Is a money market fund Halal? The 2026 Shariah Verdict for US Muslim Investors
Short answer: no. A money market fund is not Halal. The entire return — the 3.57% 7-day SEC yield on Vanguard’s VMFXX as of June 22, 2026 — is interest (riba) earned from Treasury bills, repurchase agreements, and short-term bank paper. There is no ratio screen to run and no “mostly compliant” version: interest is the product, not an incidental side effect. That makes it categorically different from a stock fund, where you screen the holdings. If you’re parking cash and want to stay Shariah-compliant, the analogues are a global sukuk fund like SPSK (4.41% 30-day yield, sukuk not bonds), a profit-sharing account at an Islamic institution, or allocated gold — not a money market sweep.
Quick Answer
No. Money market funds (VMFXX, SPAXX, SWVXX) earn their entire return from interest on Treasuries, repos, and commercial paper — that interest is riba and fails Shariah outright. The compliant cash analogue is a sukuk fund (SPSK), an Islamic profit-sharing account, or allocated gold (GLDM).

» OBJECTIVE 1:
Set down the portion of the money market fund verdict starting with "Is a money market" and going on through "money market sweep.".
» OBJECTIVE 2:
List every fund ticker symbol mentioned in the money market fund verdict.
The material that follows has no connection to the money market fund verdict.

» STORED ROWS:
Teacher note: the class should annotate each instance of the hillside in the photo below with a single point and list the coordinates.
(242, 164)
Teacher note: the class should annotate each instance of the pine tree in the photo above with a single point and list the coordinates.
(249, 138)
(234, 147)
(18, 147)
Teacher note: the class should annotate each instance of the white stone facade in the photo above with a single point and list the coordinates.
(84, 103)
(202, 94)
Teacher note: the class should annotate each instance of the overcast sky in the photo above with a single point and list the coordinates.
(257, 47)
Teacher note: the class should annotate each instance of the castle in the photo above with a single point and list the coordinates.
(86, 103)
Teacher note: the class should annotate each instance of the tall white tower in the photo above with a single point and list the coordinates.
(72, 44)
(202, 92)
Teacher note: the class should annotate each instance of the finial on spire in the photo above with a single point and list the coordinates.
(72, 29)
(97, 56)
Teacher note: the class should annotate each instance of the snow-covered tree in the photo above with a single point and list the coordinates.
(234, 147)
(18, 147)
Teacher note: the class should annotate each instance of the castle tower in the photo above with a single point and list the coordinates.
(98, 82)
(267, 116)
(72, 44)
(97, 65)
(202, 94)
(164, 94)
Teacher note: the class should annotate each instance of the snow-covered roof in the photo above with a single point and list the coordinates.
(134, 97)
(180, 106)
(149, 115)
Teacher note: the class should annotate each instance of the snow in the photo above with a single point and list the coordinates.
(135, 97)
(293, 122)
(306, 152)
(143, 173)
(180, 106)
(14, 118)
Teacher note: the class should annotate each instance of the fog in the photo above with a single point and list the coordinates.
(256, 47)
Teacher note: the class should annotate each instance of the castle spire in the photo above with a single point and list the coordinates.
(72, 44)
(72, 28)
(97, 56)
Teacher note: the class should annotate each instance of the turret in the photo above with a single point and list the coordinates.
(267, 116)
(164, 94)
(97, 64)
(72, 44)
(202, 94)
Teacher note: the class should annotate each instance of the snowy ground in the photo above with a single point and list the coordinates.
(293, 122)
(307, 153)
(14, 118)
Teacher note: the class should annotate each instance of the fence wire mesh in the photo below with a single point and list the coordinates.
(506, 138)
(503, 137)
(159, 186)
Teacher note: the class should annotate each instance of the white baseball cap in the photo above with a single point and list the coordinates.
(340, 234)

» FULL RESPONSE 1:
Is a money market fund Halal? The 2026 Shariah Verdict for US Muslim Investors
Short answer: no. A money market fund is not Halal. The entire return — the 3.57% 7-day SEC yield on Vanguard’s VMFXX as of June 22, 2026 — is interest (riba) earned from Treasury bills, repurchase agreements, and short-term bank paper. There is no ratio screen to run and no “mostly compliant” version: interest is the product, not an incidental side effect. That makes it categorically different from a stock fund, where you screen the holdings. If you’re parking cash and want to stay Shariah-compliant, the analogues are a global sukuk fund like SPSK (4.41% 30-day yield, sukuk not bonds), a profit-sharing account at an Islamic institution, or allocated gold — not a money market sweep.

» FULL RESPONSE 2:
VMFXX
SPSK
SPAXX
SWVXX
GLDM